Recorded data
========================================

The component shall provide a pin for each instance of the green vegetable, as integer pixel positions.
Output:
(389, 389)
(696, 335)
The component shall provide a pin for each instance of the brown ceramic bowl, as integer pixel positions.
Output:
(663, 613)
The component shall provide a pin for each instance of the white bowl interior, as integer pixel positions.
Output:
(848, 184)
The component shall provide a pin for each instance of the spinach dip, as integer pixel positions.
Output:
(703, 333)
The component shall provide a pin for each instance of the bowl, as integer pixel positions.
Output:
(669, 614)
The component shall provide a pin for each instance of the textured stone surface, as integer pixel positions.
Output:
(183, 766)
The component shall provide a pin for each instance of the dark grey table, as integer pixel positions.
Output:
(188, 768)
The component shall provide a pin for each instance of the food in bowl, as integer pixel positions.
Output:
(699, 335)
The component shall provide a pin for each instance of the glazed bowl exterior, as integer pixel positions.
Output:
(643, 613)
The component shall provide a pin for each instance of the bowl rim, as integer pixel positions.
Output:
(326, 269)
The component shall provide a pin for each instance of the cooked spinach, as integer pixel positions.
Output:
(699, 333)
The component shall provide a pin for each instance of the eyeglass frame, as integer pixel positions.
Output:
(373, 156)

========================================

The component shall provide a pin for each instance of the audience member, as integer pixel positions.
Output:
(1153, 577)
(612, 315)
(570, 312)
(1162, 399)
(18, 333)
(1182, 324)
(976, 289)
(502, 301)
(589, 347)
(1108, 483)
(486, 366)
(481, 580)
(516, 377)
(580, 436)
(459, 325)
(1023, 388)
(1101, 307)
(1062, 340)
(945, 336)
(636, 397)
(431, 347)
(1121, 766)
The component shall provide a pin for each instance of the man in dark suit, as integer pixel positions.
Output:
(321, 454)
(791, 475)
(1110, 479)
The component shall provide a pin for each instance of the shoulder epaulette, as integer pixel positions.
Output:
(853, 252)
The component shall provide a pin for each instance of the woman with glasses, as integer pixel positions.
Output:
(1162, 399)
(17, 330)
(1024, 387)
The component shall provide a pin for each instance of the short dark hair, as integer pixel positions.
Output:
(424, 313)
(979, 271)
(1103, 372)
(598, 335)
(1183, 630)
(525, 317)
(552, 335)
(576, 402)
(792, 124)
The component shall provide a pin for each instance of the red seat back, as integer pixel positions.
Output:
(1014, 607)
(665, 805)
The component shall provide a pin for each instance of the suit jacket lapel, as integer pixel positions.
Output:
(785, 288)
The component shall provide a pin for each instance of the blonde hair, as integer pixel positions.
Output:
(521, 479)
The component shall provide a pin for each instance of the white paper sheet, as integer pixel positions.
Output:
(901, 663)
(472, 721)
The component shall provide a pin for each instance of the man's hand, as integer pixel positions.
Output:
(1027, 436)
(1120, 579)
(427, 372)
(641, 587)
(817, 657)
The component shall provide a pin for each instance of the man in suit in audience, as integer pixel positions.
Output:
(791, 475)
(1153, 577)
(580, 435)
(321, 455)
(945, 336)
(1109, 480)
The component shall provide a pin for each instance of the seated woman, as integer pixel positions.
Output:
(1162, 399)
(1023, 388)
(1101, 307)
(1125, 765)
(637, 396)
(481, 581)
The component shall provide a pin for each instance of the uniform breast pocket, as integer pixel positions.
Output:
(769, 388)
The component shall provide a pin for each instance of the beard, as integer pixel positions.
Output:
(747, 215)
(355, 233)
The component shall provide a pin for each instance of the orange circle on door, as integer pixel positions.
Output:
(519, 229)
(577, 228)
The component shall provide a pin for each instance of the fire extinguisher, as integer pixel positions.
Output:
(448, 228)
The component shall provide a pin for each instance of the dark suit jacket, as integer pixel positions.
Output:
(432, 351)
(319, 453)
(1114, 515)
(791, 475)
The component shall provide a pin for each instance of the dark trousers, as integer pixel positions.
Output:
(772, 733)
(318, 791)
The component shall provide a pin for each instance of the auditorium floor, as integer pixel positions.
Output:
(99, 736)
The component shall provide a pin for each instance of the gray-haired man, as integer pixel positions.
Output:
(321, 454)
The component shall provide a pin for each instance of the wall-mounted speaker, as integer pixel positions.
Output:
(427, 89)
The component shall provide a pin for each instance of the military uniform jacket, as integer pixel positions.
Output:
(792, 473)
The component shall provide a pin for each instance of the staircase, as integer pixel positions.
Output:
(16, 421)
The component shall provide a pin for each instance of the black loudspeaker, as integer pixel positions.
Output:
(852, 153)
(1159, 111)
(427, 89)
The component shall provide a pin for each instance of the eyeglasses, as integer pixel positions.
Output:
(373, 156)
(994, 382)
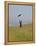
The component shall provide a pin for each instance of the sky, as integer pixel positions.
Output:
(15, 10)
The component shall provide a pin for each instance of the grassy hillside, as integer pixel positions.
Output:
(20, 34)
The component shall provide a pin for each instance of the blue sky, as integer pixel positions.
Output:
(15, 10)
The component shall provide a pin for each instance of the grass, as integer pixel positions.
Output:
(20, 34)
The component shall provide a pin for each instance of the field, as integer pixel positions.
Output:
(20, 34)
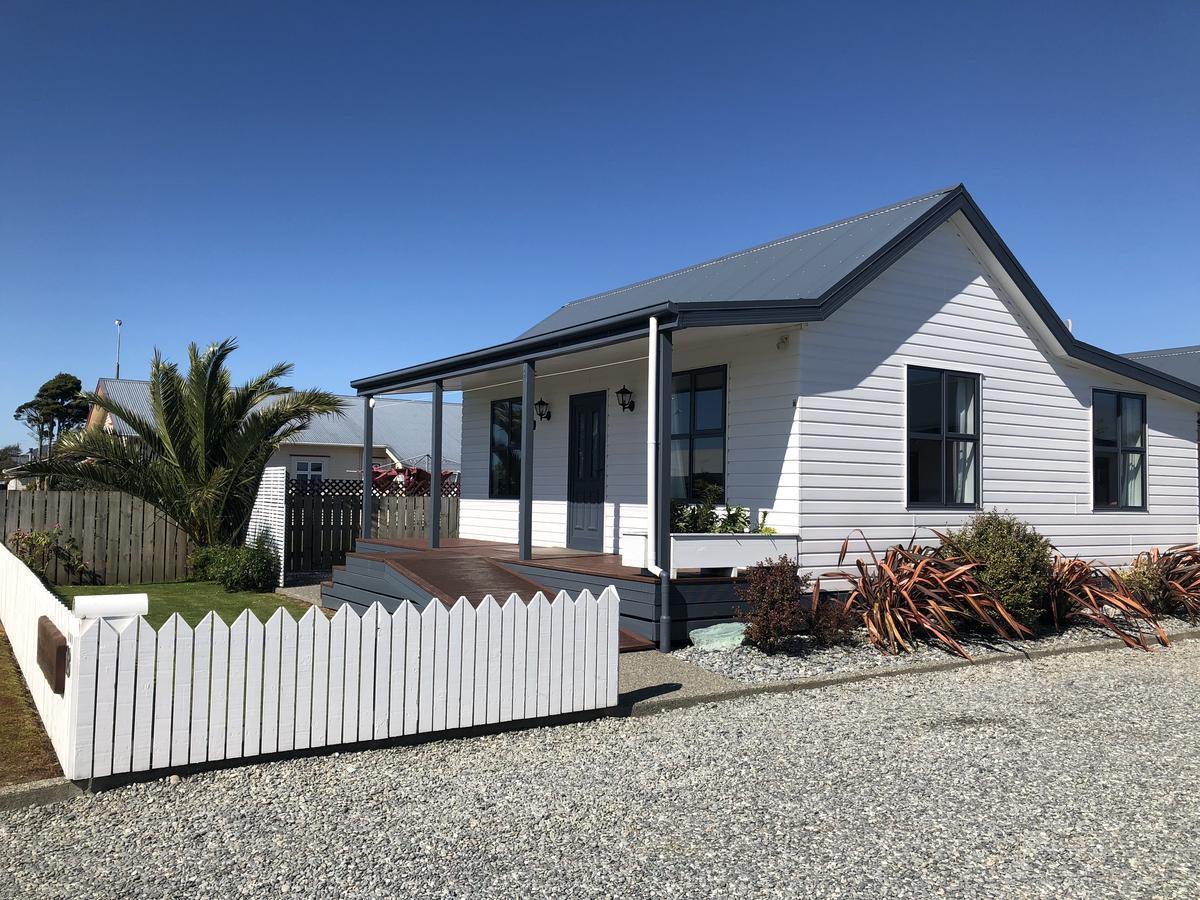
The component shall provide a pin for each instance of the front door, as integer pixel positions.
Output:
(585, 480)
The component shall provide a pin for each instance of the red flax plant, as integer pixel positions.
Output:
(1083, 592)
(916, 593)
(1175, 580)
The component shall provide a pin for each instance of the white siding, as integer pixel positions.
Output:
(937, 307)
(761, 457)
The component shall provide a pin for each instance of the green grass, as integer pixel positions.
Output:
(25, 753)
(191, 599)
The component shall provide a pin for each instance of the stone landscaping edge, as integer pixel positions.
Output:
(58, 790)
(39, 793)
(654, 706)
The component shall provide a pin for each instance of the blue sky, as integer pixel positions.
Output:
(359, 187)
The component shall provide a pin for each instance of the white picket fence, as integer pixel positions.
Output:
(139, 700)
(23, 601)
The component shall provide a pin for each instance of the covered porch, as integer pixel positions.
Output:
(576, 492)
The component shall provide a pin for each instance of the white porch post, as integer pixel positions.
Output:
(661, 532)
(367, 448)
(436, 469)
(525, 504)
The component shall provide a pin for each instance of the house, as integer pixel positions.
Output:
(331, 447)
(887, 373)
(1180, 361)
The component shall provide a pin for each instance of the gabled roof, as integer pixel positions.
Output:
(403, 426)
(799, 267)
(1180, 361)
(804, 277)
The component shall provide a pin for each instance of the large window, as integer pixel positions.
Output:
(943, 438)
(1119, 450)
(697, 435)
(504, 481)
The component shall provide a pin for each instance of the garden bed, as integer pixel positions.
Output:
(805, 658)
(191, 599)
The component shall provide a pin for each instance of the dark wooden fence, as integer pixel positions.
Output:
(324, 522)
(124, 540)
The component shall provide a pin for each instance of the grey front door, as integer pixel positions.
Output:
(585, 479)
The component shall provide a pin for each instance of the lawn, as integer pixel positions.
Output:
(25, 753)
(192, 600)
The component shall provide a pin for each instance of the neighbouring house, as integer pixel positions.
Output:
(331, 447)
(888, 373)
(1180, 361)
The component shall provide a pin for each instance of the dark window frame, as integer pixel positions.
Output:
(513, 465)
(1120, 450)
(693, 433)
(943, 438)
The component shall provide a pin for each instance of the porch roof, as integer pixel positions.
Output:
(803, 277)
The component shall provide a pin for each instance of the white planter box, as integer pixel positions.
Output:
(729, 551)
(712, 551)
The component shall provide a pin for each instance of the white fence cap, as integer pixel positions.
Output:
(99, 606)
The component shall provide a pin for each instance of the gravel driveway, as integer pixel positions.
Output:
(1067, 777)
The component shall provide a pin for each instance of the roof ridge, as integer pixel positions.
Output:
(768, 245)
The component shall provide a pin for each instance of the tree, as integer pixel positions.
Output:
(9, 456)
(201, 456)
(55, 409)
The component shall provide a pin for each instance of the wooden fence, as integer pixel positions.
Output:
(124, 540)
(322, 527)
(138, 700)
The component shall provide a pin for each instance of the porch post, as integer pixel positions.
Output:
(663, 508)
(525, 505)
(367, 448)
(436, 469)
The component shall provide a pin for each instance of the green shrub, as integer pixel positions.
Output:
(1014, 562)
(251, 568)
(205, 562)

========================================

BRIEF – Gather every line of the material above that contains the word "bowl". Treat uppercase and lowercase as different when matching.

CORRECT RESULT –
The component shall provide a pin for each instance of the brown ceramic bowl, as integer pixel positions.
The component shall provide a pin for each instance of the white bowl interior, as integer pixel positions.
The component shall provide a pin for each instance of the bowl, as integer pixel positions.
The component shall provide a pin for each instance of the food in bowl, as integer pixel positions.
The component shall provide a pin for each instance of the glazed bowl exterior, as integer pixel positions.
The component shall provide a pin for each instance of the bowl rim, as integer pixel positions.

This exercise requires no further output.